Render each line of the records below as a Markdown table with the columns "Row" and "Line." Number the rows in order and omit any blank lines.

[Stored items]
--- Start ---
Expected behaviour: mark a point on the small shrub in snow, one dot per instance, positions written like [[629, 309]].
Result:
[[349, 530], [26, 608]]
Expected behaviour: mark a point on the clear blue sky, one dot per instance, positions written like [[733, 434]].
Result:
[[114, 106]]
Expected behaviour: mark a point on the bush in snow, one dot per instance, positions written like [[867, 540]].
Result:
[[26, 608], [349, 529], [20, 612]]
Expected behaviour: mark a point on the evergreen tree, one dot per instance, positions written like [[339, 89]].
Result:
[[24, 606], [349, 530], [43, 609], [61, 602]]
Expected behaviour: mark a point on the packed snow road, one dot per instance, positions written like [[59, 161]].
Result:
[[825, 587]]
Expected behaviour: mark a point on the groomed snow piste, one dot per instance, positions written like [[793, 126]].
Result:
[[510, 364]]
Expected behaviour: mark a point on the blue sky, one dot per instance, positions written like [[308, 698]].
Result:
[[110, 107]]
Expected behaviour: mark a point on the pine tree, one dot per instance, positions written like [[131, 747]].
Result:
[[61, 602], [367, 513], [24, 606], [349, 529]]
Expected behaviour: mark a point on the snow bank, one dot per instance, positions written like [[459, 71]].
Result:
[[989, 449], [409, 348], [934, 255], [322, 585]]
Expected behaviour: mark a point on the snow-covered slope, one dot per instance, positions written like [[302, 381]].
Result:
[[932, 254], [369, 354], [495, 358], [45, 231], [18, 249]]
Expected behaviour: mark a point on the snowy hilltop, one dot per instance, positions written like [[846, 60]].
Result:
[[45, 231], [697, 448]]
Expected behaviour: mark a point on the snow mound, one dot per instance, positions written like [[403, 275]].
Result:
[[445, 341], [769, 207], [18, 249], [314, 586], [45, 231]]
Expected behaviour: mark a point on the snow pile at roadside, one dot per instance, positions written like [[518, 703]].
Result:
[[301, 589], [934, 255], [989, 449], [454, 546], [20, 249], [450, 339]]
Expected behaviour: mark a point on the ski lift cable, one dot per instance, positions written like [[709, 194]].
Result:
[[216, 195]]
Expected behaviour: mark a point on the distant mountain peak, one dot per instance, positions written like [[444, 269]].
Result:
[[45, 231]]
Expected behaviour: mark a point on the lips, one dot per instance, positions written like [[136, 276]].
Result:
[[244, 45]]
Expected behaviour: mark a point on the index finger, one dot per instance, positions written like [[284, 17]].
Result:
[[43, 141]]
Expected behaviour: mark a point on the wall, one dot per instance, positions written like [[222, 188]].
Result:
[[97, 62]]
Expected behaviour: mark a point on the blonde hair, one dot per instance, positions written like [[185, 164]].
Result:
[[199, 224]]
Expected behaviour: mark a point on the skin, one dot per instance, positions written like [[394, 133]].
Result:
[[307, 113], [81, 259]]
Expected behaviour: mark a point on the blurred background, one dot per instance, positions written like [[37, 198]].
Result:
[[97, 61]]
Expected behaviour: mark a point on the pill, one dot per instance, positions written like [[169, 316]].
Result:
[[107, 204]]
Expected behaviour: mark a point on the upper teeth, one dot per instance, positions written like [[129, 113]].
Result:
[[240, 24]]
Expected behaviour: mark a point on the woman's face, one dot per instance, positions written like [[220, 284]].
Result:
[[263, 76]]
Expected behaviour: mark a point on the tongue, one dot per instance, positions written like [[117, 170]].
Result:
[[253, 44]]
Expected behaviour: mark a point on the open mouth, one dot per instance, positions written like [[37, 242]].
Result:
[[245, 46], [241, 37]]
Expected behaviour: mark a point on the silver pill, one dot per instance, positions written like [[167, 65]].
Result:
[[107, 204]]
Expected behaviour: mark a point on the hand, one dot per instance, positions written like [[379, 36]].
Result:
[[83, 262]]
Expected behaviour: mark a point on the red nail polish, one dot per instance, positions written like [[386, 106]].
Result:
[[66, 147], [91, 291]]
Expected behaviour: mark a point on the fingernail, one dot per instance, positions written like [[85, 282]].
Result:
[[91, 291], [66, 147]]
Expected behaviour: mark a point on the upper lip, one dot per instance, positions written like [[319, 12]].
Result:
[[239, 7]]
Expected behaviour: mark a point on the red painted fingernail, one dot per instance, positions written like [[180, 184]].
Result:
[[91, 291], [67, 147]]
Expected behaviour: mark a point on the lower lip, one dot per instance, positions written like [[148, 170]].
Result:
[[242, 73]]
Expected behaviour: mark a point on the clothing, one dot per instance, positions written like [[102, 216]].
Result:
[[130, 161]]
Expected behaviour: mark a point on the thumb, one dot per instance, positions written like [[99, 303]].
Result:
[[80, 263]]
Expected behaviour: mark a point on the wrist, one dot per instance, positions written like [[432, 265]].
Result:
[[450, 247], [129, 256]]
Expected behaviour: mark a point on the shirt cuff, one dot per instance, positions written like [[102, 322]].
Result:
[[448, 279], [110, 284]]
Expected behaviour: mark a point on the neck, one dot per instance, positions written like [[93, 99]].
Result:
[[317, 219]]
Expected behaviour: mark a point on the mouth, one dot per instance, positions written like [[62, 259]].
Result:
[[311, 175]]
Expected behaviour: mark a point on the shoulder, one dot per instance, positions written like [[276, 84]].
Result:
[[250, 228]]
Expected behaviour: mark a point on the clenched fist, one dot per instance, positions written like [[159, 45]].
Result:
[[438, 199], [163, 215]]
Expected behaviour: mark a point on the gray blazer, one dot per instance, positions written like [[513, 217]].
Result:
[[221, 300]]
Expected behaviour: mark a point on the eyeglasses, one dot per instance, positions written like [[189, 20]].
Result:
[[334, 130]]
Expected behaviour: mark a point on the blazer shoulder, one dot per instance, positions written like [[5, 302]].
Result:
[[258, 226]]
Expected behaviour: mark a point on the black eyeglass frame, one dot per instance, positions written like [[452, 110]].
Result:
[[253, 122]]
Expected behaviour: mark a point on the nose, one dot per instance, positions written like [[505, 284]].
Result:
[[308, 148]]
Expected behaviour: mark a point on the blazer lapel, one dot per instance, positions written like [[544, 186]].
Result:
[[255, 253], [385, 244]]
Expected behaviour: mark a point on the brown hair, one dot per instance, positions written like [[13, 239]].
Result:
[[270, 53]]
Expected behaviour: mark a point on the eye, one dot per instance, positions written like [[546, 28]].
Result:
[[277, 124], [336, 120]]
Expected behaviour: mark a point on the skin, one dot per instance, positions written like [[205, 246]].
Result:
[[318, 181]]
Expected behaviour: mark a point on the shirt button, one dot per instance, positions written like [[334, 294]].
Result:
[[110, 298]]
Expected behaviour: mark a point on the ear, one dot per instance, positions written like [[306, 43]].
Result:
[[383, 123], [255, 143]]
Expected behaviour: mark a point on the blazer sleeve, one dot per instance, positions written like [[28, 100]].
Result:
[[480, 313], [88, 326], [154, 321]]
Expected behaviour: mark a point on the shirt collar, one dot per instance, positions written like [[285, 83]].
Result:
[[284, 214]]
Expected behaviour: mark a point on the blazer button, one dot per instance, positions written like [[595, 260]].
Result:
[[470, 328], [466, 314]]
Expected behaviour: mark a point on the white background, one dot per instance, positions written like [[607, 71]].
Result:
--- End ---
» **COMPLETED TASK**:
| Row | Line |
|---|---|
| 1 | Expected behaviour: mark a point on the small shrub in snow, one dot per instance, positions written like [[629, 309]]. |
| 2 | Result: |
| 3 | [[349, 530], [26, 608]] |
| 4 | Expected behaviour: mark a point on the clear blue sky, one dot per instance, positions written like [[733, 434]]. |
| 5 | Result: |
| 6 | [[114, 106]] |
| 7 | Expected behaviour: mark a point on the bush in snow, one dot per instance, positions written like [[867, 540]]. |
| 8 | Result: |
| 9 | [[26, 608], [349, 529], [20, 612]] |
| 10 | Expected behaviour: mark a point on the evergreen tree, one dot per instance, positions written like [[339, 89]]. |
| 11 | Result: |
| 12 | [[24, 606], [349, 530], [43, 609], [61, 602]] |
| 13 | Expected behaviour: mark a point on the packed snow road, one dot per instance, positions written like [[59, 161]]. |
| 14 | Result: |
| 15 | [[825, 587]] |
| 16 | Expected behaviour: mark a point on the groomed snow piste, one dot per instance, positions written like [[793, 126]]. |
| 17 | Result: |
| 18 | [[510, 364]] |
| 19 | Expected behaviour: mark a point on the blue sky, one dot per instance, positions written like [[308, 698]]. |
| 20 | Result: |
| 21 | [[110, 107]] |
| 22 | Expected behaviour: mark a point on the pine tree, one dot per instance, positions written like [[131, 747]]. |
| 23 | Result: |
| 24 | [[61, 602], [367, 513], [24, 606], [349, 529]] |
| 25 | Expected behaviour: mark a point on the snow bank, one dot per instance, positions written like [[459, 71]]. |
| 26 | Result: |
| 27 | [[989, 449], [409, 348], [934, 255], [322, 585]] |
| 28 | Expected behaviour: mark a point on the snow-covered slope, one dot per instance, positions written like [[302, 381]]. |
| 29 | Result: |
| 30 | [[932, 254], [369, 354], [495, 358], [45, 231], [18, 249]] |
| 31 | Expected behaviour: mark a point on the snowy hilltop, one dot per instance, positions written like [[846, 60]]. |
| 32 | Result: |
| 33 | [[45, 231], [697, 448]] |
| 34 | Expected behaviour: mark a point on the snow mound, one dot per instance, positions written like [[403, 275]]. |
| 35 | Result: |
| 36 | [[445, 341], [769, 207], [18, 249], [314, 586], [45, 231]] |
| 37 | Expected behaviour: mark a point on the snow pile at roadside, one dot per instance, positions written like [[518, 703]]. |
| 38 | Result: |
| 39 | [[301, 589], [934, 255], [989, 449], [454, 546], [20, 249], [450, 339]] |
| 40 | Expected behaviour: mark a point on the ski lift cable, one dot per instance, positions written like [[709, 194]]. |
| 41 | Result: |
| 42 | [[216, 195]] |
| 43 | Expected behaviour: mark a point on the distant mountain peak, one dot per instance, positions written like [[444, 269]]. |
| 44 | Result: |
| 45 | [[45, 231]] |
| 46 | Expected behaviour: mark a point on the lips, one dot per instance, positions written like [[136, 276]]. |
| 47 | Result: |
| 48 | [[244, 45]] |
| 49 | Expected behaviour: mark a point on the index finger, one dot per instance, positions written like [[284, 17]]. |
| 50 | Result: |
| 51 | [[43, 141]] |
| 52 | Expected behaviour: mark a point on the wall, one dot per instance, positions written like [[222, 188]]. |
| 53 | Result: |
| 54 | [[97, 62]] |
| 55 | Expected behaviour: mark a point on the blonde hair, one dot per instance, positions written like [[185, 164]]. |
| 56 | Result: |
| 57 | [[199, 224]] |
| 58 | Expected behaviour: mark a point on the skin, one dot per instance, positions written like [[394, 133]]. |
| 59 | Result: |
| 60 | [[307, 113], [81, 259]] |
| 61 | Expected behaviour: mark a point on the blurred background, one dot per instance, positions written like [[37, 198]]. |
| 62 | Result: |
| 63 | [[97, 61]] |
| 64 | Expected behaviour: mark a point on the pill, one dot per instance, positions written like [[169, 316]]. |
| 65 | Result: |
| 66 | [[107, 204]] |
| 67 | Expected behaviour: mark a point on the upper teeth, one dot per instance, positions written like [[129, 113]]. |
| 68 | Result: |
| 69 | [[240, 24]] |
| 70 | Expected behaviour: mark a point on the woman's face, one dot per instance, positions written like [[220, 284]]. |
| 71 | Result: |
| 72 | [[263, 76]] |
| 73 | Expected behaviour: mark a point on the tongue, one dot per instance, positions written like [[117, 170]]. |
| 74 | Result: |
| 75 | [[253, 44]] |
| 76 | Expected behaviour: mark a point on the open mouth, one dot per instance, positions written like [[37, 242]]. |
| 77 | Result: |
| 78 | [[245, 46], [241, 37]] |
| 79 | Expected behaviour: mark a point on the silver pill, one dot per instance, positions written like [[167, 65]]. |
| 80 | Result: |
| 81 | [[107, 204]] |
| 82 | Expected behaviour: mark a point on the hand, one dot per instance, positions written like [[379, 36]]. |
| 83 | Result: |
| 84 | [[83, 262]] |
| 85 | Expected behaviour: mark a point on the red nail polish, one dot per instance, positions written like [[386, 106]]. |
| 86 | Result: |
| 87 | [[66, 147], [91, 291]] |
| 88 | Expected behaviour: mark a point on the fingernail, one dot per instance, positions written like [[85, 282]]. |
| 89 | Result: |
| 90 | [[91, 291], [66, 147]] |
| 91 | Expected behaviour: mark a point on the upper lip, one dot per instance, positions written like [[319, 12]]. |
| 92 | Result: |
| 93 | [[239, 7]] |
| 94 | Expected behaviour: mark a point on the red painted fingernail, one dot per instance, positions written like [[180, 184]]. |
| 95 | Result: |
| 96 | [[91, 291], [67, 147]] |
| 97 | Expected behaviour: mark a point on the lower lip, one dot per instance, positions written like [[148, 170]]. |
| 98 | Result: |
| 99 | [[242, 73]] |
| 100 | Expected behaviour: mark a point on the clothing, one dot per instance, positions written like [[102, 216]]. |
| 101 | Result: |
| 102 | [[130, 161]] |
| 103 | Expected behaviour: mark a point on the thumb, one dot per instance, positions written like [[99, 303]]. |
| 104 | Result: |
| 105 | [[80, 263]] |
| 106 | Expected behaviour: mark a point on the wrist, one dot per instance, positions written like [[432, 265]]. |
| 107 | Result: |
| 108 | [[450, 247], [129, 256]] |
| 109 | Expected behaviour: mark a point on the shirt cuff, one dot per instance, positions written like [[102, 322]]. |
| 110 | Result: |
| 111 | [[448, 279], [110, 284]] |
| 112 | Expected behaviour: mark a point on the neck, one dot per instance, positions written like [[93, 99]]. |
| 113 | Result: |
| 114 | [[317, 219]] |
| 115 | Expected behaviour: mark a point on the mouth, one dot per instance, positions written like [[62, 259]]. |
| 116 | Result: |
| 117 | [[311, 175]] |
| 118 | Expected behaviour: mark a point on the shoulder, one dot per instance, positions written like [[276, 84]]. |
| 119 | Result: |
| 120 | [[250, 228]] |
| 121 | Expected behaviour: mark a point on the clenched fist, one dot per instance, positions written like [[159, 45]]. |
| 122 | Result: |
| 123 | [[438, 199], [163, 215]] |
| 124 | Expected behaviour: mark a point on the gray blazer, one dot per instance, positions written like [[513, 217]]. |
| 125 | Result: |
| 126 | [[221, 300]] |
| 127 | Expected behaviour: mark a point on the eyeglasses, one dot per instance, positions written like [[189, 20]]. |
| 128 | Result: |
| 129 | [[334, 130]] |
| 130 | Expected behaviour: mark a point on the blazer shoulder, one dot per instance, positions written like [[5, 302]]. |
| 131 | Result: |
| 132 | [[258, 226]] |
| 133 | Expected behaviour: mark a point on the black eyeglass frame, one dot per instance, positions written like [[452, 110]]. |
| 134 | Result: |
| 135 | [[253, 122]] |
| 136 | Expected behaviour: mark a point on the nose, one dot per instance, positions written like [[505, 284]]. |
| 137 | Result: |
| 138 | [[308, 148]] |
| 139 | Expected behaviour: mark a point on the blazer lapel, one dot per instance, positions written like [[544, 186]]. |
| 140 | Result: |
| 141 | [[255, 253], [385, 244]] |
| 142 | Expected behaviour: mark a point on the brown hair, one dot per instance, positions written like [[13, 239]]. |
| 143 | Result: |
| 144 | [[270, 53]] |
| 145 | Expected behaviour: mark a point on the eye, one dot per instance, positions written like [[546, 28]]. |
| 146 | Result: |
| 147 | [[277, 124], [336, 120]] |
| 148 | Expected behaviour: mark a point on the skin, one dot per instance, positions written like [[205, 246]]. |
| 149 | Result: |
| 150 | [[318, 181]] |
| 151 | Expected behaviour: mark a point on the shirt button, one dot per instance, positions written like [[334, 294]]. |
| 152 | Result: |
| 153 | [[110, 298]] |
| 154 | Expected behaviour: mark a point on the ear, one dot per instance, positions written like [[306, 43]]. |
| 155 | Result: |
| 156 | [[383, 123], [255, 143]] |
| 157 | Expected behaviour: mark a point on the blazer sleeve, one dot per instance, positions written like [[28, 100]]. |
| 158 | Result: |
| 159 | [[480, 313], [88, 326], [154, 321]] |
| 160 | Expected behaviour: mark a point on the shirt collar, one dot per instance, positions written like [[285, 83]]. |
| 161 | Result: |
| 162 | [[284, 214]] |
| 163 | Expected behaviour: mark a point on the blazer button, one dot per instance, positions written like [[595, 260]]. |
| 164 | Result: |
| 165 | [[470, 328], [466, 314]] |
| 166 | Expected behaviour: mark a point on the white background, one dot per instance, positions written like [[607, 71]]. |
| 167 | Result: |